** START Excerpt provided **
Additional Requirement. Majors must take ONE course in statistics or research methods selected from the following: Chemistry 211, Mathematics 090, 100, 113, or 114, Sociology 211. (N.B: Of these courses, only Chemistry can also be counted as part of the 15 hours in natural science).

Note: ENVS 490 and ENVS 491 combined count for three hours.

Minor. A student may pursue a minor in Environmental Studies by submitting a plan of study for approval (the minor form is available from the Office of the Registrar) and a one-page rationale to the Program Director. A minor must include a minimum of 15 hours in at least five Environmental Studies courses, including two or more components of work at the non-introductory level. There must be at least seven hours of work in the natural sciences and at least seven in social sciences and/or humanities. At least 10 hours must be taken at Oberlin.

General. In addition to coursework, the following opportunities are available to students interested in environmental problems.

1. Internships with government agencies (e.g., public schools, Forest Service, EPA) or private organizations (e.g., Nature Conservancy, International Audubon Society, National Science Foundation) involved in some aspect of environmental research, regulation, or advocacy may be a valuable learning and career planning experience. Internships may be undertaken during Winter Term, an off-campus semester, or in the summer. Normally these internships do not earn academic credit. Files of volunteer and paid internships are maintained in the Resource Center of the A.J. Lewis Center for Environmental Studies.
2. During Winter Term the Environmental Studies Program often sponsors an on-campus group project which provides an opportunity for students to earn Winter Term credit as either participants, group leaders, or coordinators. In recent years projects dealt with architecture and ecological design, Black River Watershed education, and community gardens.
3. The Honors Program in Environmental Studies involves completion of an independent research project during the student's senior year and an oral examination on the research. The project involves ongoing consultation with at least two faculty members. Qualified majors will be invited to apply during their junior year, with applications due April 4. Acceptance into the Honors Program is based on the student's academic achievements, the suitability of the proposed project, and his or her potential to do substantial independent research. Detailed guidelines for the Environmental Studies Honors Program are available in the program office.
** END Excerpt provided **
• Brief: Can you carry the Environmental Studies program description forward, picking up after its last sentence? The records that come next are separate material and have no connection to the program description above.
** START Provided data **
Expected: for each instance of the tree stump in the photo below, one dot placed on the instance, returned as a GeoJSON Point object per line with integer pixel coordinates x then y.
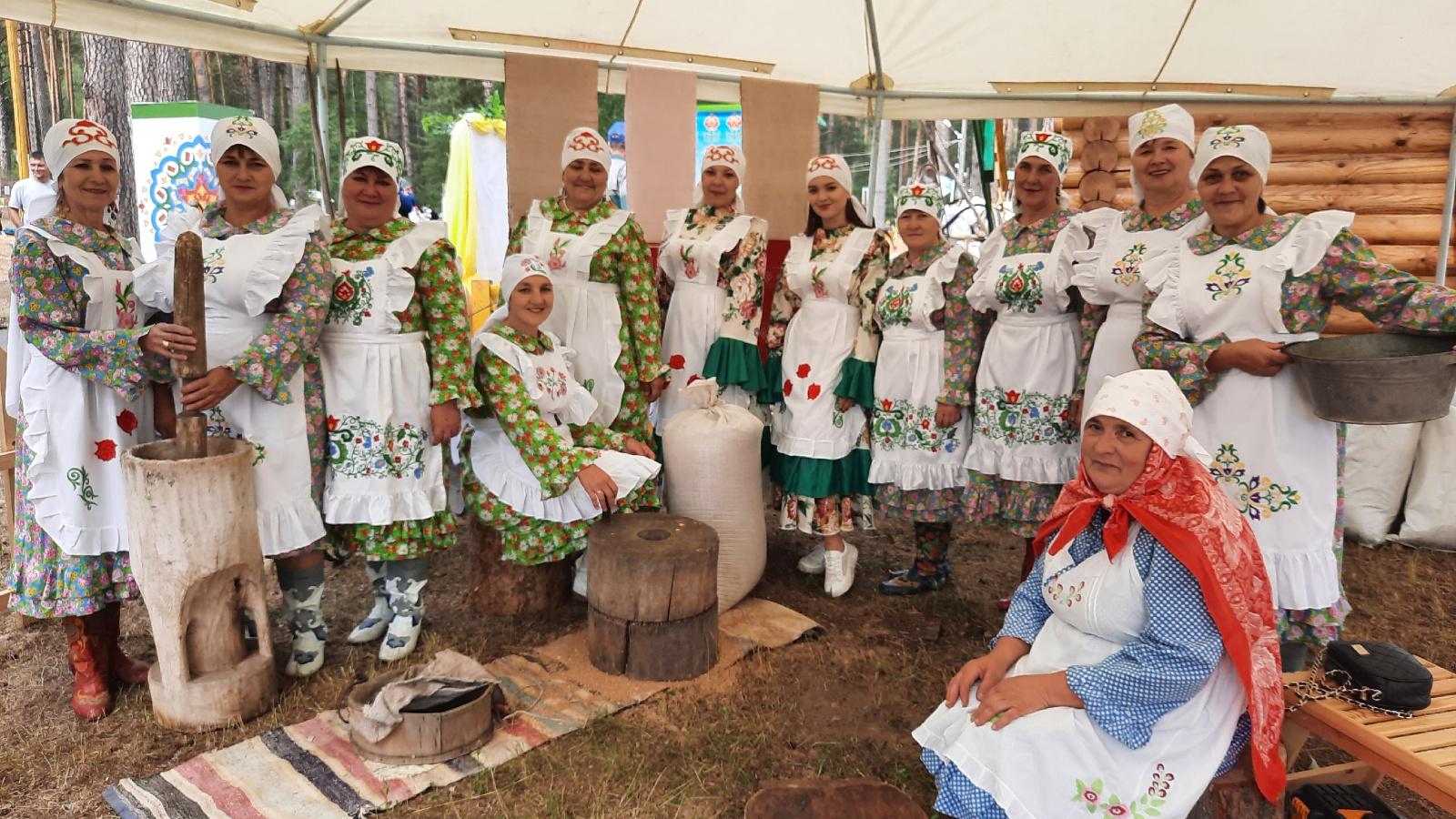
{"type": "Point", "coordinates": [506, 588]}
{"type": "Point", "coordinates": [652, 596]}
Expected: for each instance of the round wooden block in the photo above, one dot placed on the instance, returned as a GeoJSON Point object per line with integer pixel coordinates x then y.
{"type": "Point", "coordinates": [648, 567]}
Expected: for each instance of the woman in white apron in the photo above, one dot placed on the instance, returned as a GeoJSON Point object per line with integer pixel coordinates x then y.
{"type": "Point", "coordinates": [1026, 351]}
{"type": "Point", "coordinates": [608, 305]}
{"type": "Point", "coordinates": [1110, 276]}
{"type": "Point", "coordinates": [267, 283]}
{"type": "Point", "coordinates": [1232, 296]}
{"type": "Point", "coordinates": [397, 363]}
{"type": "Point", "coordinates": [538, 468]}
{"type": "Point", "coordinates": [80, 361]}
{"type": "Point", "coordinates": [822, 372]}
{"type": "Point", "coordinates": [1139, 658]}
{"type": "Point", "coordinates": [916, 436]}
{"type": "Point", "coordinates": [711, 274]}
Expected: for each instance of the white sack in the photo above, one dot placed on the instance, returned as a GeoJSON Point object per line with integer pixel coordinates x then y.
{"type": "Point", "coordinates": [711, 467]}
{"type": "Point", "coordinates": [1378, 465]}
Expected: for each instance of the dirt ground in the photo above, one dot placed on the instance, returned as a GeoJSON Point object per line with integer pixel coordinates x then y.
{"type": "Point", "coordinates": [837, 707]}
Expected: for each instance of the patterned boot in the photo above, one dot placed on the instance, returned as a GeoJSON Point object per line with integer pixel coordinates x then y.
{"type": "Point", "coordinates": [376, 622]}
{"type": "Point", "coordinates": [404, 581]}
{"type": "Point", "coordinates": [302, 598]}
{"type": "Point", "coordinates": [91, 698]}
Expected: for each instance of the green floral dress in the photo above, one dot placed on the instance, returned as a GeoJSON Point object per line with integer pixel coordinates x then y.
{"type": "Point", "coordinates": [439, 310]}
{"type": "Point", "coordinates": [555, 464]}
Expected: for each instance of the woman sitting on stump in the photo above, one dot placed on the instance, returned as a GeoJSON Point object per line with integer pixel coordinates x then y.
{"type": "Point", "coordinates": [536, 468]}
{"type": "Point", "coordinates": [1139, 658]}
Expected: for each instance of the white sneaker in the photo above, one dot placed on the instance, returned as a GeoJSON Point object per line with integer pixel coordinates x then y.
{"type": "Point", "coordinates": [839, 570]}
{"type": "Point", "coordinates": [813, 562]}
** END Provided data **
** START Provided data **
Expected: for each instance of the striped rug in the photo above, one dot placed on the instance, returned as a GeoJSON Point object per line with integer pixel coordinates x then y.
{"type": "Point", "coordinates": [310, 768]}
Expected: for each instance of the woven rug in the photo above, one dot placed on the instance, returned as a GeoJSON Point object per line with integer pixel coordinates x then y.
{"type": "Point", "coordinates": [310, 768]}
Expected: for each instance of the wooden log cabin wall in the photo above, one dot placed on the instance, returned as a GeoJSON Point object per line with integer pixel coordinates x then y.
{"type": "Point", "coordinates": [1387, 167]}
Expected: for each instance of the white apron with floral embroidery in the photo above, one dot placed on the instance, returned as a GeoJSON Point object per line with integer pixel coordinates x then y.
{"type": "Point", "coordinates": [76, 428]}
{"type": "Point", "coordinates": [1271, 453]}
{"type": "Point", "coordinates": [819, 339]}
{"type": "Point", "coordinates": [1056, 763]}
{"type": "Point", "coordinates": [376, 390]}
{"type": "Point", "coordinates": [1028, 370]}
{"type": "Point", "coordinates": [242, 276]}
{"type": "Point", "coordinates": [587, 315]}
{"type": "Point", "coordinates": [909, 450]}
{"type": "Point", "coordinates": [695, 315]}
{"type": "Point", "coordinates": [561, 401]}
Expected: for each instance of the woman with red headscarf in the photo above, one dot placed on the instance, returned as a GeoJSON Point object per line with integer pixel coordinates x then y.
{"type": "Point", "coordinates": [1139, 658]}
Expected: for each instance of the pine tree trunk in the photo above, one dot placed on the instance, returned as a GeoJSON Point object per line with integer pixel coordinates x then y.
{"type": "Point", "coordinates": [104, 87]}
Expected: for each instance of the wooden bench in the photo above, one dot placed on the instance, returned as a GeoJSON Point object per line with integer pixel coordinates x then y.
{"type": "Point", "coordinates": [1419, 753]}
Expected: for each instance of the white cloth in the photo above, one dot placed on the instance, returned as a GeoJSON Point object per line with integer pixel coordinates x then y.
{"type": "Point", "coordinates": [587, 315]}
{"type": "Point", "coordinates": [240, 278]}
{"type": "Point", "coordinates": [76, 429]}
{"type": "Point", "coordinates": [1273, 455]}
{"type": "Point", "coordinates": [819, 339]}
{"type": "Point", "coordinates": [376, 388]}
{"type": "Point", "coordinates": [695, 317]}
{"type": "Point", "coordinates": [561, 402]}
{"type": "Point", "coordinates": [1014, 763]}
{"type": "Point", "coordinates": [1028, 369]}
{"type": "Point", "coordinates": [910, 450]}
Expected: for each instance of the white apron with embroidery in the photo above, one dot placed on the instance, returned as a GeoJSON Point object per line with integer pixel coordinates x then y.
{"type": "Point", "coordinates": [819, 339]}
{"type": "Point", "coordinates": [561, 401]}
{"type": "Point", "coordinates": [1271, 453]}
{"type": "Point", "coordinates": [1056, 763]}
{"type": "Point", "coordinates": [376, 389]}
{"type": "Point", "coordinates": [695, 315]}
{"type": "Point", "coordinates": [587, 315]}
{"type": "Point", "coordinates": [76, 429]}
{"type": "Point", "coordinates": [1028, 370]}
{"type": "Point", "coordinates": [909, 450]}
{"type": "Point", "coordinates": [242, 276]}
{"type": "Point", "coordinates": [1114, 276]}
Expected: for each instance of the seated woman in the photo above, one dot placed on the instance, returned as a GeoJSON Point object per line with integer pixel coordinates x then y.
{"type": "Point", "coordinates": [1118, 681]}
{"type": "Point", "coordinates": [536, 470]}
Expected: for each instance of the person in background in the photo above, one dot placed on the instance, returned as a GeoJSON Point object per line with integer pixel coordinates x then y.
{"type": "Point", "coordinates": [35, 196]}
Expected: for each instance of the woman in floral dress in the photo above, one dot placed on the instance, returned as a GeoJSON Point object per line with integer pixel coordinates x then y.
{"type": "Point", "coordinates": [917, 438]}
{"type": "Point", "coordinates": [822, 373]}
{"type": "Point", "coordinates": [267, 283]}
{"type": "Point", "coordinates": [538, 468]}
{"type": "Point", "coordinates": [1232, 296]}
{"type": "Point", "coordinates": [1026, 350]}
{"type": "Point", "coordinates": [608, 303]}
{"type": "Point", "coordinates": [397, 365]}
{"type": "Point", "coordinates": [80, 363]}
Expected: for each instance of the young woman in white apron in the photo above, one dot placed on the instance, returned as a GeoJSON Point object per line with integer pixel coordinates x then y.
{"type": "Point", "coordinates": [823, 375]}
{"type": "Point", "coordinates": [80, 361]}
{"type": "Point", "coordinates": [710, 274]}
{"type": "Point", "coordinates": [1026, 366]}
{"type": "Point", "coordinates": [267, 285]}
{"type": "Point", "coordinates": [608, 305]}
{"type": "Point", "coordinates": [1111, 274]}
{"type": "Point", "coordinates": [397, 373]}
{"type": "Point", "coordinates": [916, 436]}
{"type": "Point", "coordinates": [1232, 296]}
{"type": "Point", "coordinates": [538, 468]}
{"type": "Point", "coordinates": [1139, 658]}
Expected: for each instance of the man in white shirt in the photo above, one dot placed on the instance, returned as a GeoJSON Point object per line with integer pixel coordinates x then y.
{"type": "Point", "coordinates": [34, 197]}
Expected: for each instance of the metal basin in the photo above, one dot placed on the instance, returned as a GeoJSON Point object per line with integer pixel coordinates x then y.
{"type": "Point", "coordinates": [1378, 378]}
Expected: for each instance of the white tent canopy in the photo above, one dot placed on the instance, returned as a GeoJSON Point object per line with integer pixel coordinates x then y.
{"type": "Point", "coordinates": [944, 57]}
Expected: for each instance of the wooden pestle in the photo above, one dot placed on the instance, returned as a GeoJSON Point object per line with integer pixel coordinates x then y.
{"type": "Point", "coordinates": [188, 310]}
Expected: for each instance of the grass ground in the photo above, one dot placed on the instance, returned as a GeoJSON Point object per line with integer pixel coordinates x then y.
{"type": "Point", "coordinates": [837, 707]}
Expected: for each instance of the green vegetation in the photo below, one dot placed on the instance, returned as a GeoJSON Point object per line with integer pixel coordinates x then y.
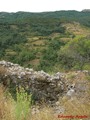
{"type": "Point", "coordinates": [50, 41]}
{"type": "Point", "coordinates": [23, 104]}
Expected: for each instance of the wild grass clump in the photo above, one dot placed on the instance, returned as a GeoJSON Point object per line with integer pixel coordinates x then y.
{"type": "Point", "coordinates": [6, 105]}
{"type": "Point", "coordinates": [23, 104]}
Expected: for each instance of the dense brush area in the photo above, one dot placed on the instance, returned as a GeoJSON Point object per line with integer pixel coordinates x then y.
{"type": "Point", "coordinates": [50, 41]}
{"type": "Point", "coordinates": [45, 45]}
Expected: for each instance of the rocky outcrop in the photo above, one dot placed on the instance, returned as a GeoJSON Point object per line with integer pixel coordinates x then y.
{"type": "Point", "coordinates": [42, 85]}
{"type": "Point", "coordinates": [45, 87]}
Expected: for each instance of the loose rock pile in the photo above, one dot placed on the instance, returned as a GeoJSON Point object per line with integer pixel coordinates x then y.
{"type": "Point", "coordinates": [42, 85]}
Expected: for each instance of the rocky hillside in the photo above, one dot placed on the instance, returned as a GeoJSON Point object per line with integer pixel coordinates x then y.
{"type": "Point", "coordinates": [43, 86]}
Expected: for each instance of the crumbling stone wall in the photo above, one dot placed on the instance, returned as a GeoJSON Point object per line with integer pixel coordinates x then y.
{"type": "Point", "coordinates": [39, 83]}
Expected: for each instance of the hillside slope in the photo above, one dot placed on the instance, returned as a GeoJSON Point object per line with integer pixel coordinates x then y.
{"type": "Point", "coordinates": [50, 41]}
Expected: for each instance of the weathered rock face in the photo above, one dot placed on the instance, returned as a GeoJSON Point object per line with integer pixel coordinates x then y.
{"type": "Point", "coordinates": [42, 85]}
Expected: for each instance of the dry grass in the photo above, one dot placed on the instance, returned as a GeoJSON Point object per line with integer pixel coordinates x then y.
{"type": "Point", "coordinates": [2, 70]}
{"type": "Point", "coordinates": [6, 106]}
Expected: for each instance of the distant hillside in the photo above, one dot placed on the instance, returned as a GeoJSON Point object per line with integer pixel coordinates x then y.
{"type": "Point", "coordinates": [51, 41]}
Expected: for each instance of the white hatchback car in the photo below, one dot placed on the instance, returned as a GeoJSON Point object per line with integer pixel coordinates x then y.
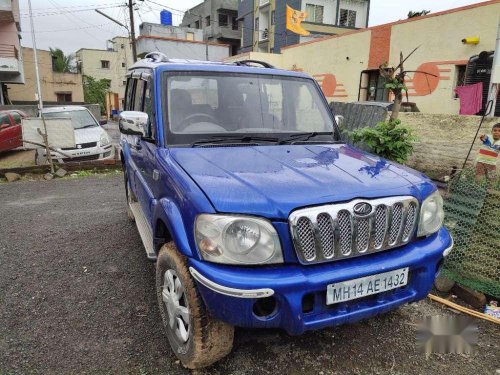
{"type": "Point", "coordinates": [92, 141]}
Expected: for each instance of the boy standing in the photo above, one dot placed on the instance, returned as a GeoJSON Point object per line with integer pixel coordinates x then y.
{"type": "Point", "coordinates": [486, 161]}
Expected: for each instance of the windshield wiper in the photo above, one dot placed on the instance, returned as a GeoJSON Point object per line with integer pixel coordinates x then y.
** END Provided data **
** START Provided data **
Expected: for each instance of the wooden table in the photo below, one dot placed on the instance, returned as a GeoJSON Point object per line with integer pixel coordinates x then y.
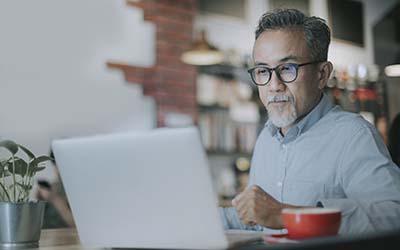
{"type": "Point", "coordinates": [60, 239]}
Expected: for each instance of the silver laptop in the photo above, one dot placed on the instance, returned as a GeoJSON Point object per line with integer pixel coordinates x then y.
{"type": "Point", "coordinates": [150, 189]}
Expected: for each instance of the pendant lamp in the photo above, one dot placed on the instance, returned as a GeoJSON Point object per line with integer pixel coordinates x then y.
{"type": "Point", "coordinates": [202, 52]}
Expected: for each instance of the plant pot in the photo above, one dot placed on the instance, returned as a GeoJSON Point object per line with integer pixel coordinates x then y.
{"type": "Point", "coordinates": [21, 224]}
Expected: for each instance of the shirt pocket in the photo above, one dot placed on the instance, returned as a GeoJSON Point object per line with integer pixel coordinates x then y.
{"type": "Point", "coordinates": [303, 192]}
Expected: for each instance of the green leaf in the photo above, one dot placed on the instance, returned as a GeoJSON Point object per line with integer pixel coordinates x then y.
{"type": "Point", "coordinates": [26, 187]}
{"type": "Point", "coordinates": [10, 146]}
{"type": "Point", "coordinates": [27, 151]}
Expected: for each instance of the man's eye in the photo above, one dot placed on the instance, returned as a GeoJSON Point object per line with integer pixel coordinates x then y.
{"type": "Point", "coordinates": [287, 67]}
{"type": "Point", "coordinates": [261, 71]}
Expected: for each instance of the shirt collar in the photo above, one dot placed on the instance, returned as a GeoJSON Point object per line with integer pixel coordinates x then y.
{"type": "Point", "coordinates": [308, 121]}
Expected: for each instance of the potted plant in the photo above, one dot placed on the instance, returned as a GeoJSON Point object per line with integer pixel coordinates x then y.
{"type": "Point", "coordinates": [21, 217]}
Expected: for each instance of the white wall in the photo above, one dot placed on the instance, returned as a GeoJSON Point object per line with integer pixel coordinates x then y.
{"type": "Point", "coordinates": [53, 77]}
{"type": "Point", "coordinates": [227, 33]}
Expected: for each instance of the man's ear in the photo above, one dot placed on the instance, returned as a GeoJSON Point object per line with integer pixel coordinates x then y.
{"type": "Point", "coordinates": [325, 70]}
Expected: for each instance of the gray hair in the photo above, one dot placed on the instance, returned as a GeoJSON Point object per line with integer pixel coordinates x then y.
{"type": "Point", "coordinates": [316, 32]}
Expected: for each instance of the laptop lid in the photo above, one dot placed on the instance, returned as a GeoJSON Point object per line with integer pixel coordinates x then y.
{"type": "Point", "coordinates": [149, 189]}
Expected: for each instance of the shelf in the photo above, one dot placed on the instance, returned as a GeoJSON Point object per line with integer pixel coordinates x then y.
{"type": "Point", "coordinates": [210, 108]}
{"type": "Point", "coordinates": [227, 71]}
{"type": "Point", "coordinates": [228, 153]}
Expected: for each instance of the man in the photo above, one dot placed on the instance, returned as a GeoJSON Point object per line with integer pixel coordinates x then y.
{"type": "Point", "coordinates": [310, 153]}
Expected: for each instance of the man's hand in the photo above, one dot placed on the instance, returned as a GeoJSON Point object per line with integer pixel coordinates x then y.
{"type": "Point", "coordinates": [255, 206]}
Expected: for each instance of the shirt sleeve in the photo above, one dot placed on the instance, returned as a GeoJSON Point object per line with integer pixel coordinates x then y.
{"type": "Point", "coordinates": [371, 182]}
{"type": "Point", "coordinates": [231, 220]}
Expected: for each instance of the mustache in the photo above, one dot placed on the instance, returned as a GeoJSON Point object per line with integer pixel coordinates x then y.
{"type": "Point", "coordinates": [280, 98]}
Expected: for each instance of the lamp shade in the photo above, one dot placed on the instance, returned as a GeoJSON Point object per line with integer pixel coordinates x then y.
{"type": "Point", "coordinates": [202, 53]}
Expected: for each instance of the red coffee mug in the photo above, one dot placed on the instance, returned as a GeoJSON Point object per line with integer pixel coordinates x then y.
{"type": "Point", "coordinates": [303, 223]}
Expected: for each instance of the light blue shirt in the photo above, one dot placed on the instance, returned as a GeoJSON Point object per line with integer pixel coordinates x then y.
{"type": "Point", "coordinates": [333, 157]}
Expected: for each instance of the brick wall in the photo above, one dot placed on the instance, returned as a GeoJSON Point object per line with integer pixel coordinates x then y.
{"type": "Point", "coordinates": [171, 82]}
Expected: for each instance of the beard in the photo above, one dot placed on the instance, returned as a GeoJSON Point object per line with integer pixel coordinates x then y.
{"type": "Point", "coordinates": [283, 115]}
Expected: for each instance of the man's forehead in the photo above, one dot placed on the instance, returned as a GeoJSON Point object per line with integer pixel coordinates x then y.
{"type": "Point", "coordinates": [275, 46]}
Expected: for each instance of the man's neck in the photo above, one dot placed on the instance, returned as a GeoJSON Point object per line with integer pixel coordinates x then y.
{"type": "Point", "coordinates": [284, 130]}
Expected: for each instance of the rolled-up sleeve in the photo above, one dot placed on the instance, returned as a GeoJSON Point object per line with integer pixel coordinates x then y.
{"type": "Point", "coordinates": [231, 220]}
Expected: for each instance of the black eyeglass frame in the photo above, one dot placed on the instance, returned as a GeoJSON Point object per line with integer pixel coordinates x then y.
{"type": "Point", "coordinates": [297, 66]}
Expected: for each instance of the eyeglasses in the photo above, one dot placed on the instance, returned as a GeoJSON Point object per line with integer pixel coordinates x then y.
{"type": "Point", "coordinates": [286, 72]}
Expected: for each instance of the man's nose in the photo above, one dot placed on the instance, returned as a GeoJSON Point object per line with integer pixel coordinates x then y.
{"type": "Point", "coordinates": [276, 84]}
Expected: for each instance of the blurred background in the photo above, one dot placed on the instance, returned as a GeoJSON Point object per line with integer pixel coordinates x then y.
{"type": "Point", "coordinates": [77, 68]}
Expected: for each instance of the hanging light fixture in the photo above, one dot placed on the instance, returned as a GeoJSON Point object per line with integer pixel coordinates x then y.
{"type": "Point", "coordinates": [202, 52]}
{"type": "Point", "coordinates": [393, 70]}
** END Provided data **
• Solved problem:
4. The program sponsors a series of public lectures by guest speakers and faculty members.
5. Students may schedule a private reading course during their junior or senior years. In the past, students have taken private readings in ecological design, ecological economics and eco-feminism. Work done through Private Reading does not count toward completion of the major.

Joyce Gorn Memorial Prize. In the spring semester, the Program Committee awards the Joyce Gorn Memorial Prize to one or more students for outstanding work on an extracurricular or off-campus environmental project.

Ann Schaening Memorial Fund. Funds are available to assist students with Winter Term projects in Environmental Studies. Interested students may submit a project proposal to the Chair of the Environmental Studies Program Committee for approval by the Committee.

Social Science Courses:
Economics (ECON)
231 Environmental Economics
331 Advanced Topics in Environmental and Resource Economics
431 Seminar: Topics in Water Resource Economics

Environmental Studies (ENVS)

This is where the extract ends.